_The task:_ Print the listing below exactly. Leave nothing out.

*** Opening Supplied information ***

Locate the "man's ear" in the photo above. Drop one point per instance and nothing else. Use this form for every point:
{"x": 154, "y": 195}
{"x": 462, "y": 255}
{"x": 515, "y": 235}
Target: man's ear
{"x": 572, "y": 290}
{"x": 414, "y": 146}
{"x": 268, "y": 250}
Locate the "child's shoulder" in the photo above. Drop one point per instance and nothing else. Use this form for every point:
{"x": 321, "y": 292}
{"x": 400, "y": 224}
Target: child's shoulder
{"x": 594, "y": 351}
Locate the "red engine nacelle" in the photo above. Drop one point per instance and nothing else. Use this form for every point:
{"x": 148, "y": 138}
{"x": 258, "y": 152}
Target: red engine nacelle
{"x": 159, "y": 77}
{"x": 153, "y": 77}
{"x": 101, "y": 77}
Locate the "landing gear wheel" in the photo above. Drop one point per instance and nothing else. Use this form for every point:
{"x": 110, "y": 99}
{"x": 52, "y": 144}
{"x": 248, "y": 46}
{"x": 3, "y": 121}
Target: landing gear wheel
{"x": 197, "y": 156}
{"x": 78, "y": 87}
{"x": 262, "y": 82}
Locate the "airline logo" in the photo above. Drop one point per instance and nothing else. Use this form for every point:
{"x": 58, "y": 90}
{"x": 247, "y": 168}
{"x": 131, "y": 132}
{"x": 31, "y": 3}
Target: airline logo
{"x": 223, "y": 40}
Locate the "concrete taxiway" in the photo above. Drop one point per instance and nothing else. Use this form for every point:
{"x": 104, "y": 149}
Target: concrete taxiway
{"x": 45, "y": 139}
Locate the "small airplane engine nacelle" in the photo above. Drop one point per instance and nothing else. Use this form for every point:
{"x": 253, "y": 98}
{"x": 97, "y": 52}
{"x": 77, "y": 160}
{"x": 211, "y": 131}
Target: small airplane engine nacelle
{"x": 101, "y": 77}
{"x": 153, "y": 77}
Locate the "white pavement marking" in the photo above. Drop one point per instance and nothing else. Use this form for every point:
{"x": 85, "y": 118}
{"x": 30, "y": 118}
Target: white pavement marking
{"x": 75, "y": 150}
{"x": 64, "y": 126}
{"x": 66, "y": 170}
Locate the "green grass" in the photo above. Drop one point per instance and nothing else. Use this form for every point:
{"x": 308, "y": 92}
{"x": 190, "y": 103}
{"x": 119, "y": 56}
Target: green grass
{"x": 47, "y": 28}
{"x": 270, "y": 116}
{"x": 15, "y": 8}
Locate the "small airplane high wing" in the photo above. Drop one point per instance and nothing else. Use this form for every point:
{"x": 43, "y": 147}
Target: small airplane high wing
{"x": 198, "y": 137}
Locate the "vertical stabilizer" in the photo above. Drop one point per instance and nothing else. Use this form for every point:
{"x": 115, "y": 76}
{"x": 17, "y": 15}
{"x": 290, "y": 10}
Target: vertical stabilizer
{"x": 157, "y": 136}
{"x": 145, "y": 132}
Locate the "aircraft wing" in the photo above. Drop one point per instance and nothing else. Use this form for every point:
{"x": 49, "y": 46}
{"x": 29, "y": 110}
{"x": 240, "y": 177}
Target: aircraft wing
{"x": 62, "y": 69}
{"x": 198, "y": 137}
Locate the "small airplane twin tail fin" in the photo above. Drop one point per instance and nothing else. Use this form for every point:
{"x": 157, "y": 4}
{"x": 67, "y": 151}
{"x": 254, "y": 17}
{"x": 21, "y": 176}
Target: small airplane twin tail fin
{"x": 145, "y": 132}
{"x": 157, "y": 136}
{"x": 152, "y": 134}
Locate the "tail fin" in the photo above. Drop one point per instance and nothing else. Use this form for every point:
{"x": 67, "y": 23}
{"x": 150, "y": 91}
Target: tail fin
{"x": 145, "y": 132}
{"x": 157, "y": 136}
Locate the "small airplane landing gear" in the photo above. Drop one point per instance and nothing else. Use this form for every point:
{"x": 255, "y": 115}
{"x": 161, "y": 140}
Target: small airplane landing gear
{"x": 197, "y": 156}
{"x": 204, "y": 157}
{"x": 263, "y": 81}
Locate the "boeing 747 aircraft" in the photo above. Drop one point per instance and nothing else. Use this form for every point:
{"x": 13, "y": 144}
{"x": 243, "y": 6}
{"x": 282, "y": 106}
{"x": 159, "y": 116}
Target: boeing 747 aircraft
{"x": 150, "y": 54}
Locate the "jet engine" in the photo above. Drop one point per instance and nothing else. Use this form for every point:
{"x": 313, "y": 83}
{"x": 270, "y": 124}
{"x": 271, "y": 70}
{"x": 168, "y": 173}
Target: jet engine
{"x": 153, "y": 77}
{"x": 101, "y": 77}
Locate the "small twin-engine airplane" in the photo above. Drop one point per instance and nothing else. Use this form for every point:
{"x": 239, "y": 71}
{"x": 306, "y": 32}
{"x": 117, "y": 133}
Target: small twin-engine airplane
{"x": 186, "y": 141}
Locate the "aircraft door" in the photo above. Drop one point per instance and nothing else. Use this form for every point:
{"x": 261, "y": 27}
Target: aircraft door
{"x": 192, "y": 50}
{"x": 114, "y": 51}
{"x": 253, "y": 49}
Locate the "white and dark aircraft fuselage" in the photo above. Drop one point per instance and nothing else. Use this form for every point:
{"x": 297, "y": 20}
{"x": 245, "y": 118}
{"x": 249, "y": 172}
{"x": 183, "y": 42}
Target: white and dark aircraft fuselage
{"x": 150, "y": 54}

*** Closing Supplied information ***

_Expected answer:_
Locate the "man's ear" in the photo above. Drop one point per instance and nothing else. Use this form for every point:
{"x": 154, "y": 195}
{"x": 462, "y": 255}
{"x": 515, "y": 235}
Target: man's ear
{"x": 572, "y": 290}
{"x": 414, "y": 146}
{"x": 268, "y": 250}
Locate the "child's shoulder" in the photo above. Drop one point per instance and nothing else. Use this form for every point:
{"x": 321, "y": 292}
{"x": 400, "y": 224}
Target: child's shoulder
{"x": 594, "y": 351}
Locate the "red engine nacelle" in the photo above. Drop one point per instance and nothing else. Use this form for every point:
{"x": 148, "y": 138}
{"x": 258, "y": 152}
Target: red engine nacelle
{"x": 159, "y": 77}
{"x": 153, "y": 77}
{"x": 101, "y": 77}
Locate the "landing gear wheel" in the photo above. Drop one point per instance and nothing else. Use this form for every point:
{"x": 110, "y": 99}
{"x": 52, "y": 144}
{"x": 248, "y": 46}
{"x": 3, "y": 121}
Target: landing gear wheel
{"x": 197, "y": 156}
{"x": 78, "y": 87}
{"x": 262, "y": 82}
Locate the "airline logo" in the photo above. Drop one point per instance and nothing else. Use this form for every point:
{"x": 58, "y": 90}
{"x": 247, "y": 168}
{"x": 131, "y": 132}
{"x": 31, "y": 3}
Target: airline logo
{"x": 223, "y": 40}
Locate the "concrete taxiway" in the photo above. Drop one point per instance and nothing else. Use this form for every point:
{"x": 104, "y": 149}
Target: concrete taxiway
{"x": 45, "y": 139}
Locate the "small airplane engine nacelle" in the photo above. Drop one point per instance and nothing else. Use this form for every point:
{"x": 253, "y": 98}
{"x": 97, "y": 52}
{"x": 77, "y": 160}
{"x": 211, "y": 131}
Target: small airplane engine nacelle
{"x": 101, "y": 77}
{"x": 153, "y": 77}
Locate the "white pavement marking" in the photo above. Drop one point per instance and nothing else. Use this form for every point:
{"x": 85, "y": 118}
{"x": 30, "y": 118}
Target: white pavement marking
{"x": 75, "y": 150}
{"x": 64, "y": 126}
{"x": 66, "y": 170}
Locate the "green grass" in the photo above. Drop one point per instance and nothing else. Use this form for every point:
{"x": 308, "y": 92}
{"x": 190, "y": 103}
{"x": 119, "y": 56}
Target: green grass
{"x": 47, "y": 28}
{"x": 270, "y": 116}
{"x": 15, "y": 8}
Locate the "small airplane high wing" in the photo above. Drop one point per instance and nothing else. Use this form for every point:
{"x": 43, "y": 147}
Target: small airplane high wing
{"x": 198, "y": 137}
Locate the "vertical stabilizer" in the photo above. Drop one point per instance and nothing else. Use this form for every point:
{"x": 115, "y": 76}
{"x": 17, "y": 15}
{"x": 290, "y": 10}
Target: vertical stabilizer
{"x": 157, "y": 136}
{"x": 145, "y": 132}
Locate the "aircraft wing" in the photo above. Drop one point per instance and nothing else. Use this form for every point:
{"x": 49, "y": 46}
{"x": 29, "y": 110}
{"x": 240, "y": 177}
Target: aircraft wing
{"x": 62, "y": 69}
{"x": 198, "y": 137}
Locate the "small airplane twin tail fin" in the photo above. Drop one point per instance and nothing else. Use this form for every point:
{"x": 157, "y": 4}
{"x": 67, "y": 151}
{"x": 254, "y": 17}
{"x": 21, "y": 176}
Target: small airplane twin tail fin
{"x": 145, "y": 132}
{"x": 157, "y": 136}
{"x": 152, "y": 134}
Locate the "tail fin" in the photo above. Drop one point per instance and nothing else. Use this form for every point:
{"x": 67, "y": 23}
{"x": 150, "y": 91}
Target: tail fin
{"x": 145, "y": 132}
{"x": 157, "y": 136}
Locate the "small airplane landing gear" in the photo above. Drop one point per instance and nothing else. Use this form for every point:
{"x": 255, "y": 115}
{"x": 161, "y": 140}
Target: small airplane landing gear
{"x": 197, "y": 156}
{"x": 204, "y": 157}
{"x": 263, "y": 81}
Locate the "boeing 747 aircraft" in the photo above. Drop one point per instance and nothing else. Use this form for every point:
{"x": 13, "y": 144}
{"x": 243, "y": 6}
{"x": 282, "y": 106}
{"x": 159, "y": 116}
Target: boeing 747 aircraft
{"x": 150, "y": 54}
Locate the "jet engine" in the photo above. Drop one point per instance and nothing else. Use this form for every point:
{"x": 313, "y": 83}
{"x": 270, "y": 124}
{"x": 271, "y": 70}
{"x": 168, "y": 173}
Target: jet engine
{"x": 153, "y": 77}
{"x": 101, "y": 77}
Locate the "small twin-engine airplane" in the photo above. Drop one point per instance and nothing else. Use this form for every point:
{"x": 239, "y": 71}
{"x": 306, "y": 32}
{"x": 117, "y": 133}
Target: small twin-engine airplane
{"x": 186, "y": 141}
Locate the "aircraft door" in the photo above. Drop one point per instance and nothing else. Use this form for every point:
{"x": 261, "y": 27}
Target: aircraft door
{"x": 192, "y": 50}
{"x": 114, "y": 51}
{"x": 253, "y": 49}
Locate the "white and dark aircraft fuselage" in the photo above. Drop one point per instance and nothing else. Use this form for every point:
{"x": 297, "y": 20}
{"x": 245, "y": 118}
{"x": 249, "y": 172}
{"x": 183, "y": 42}
Target: white and dark aircraft fuselage
{"x": 150, "y": 54}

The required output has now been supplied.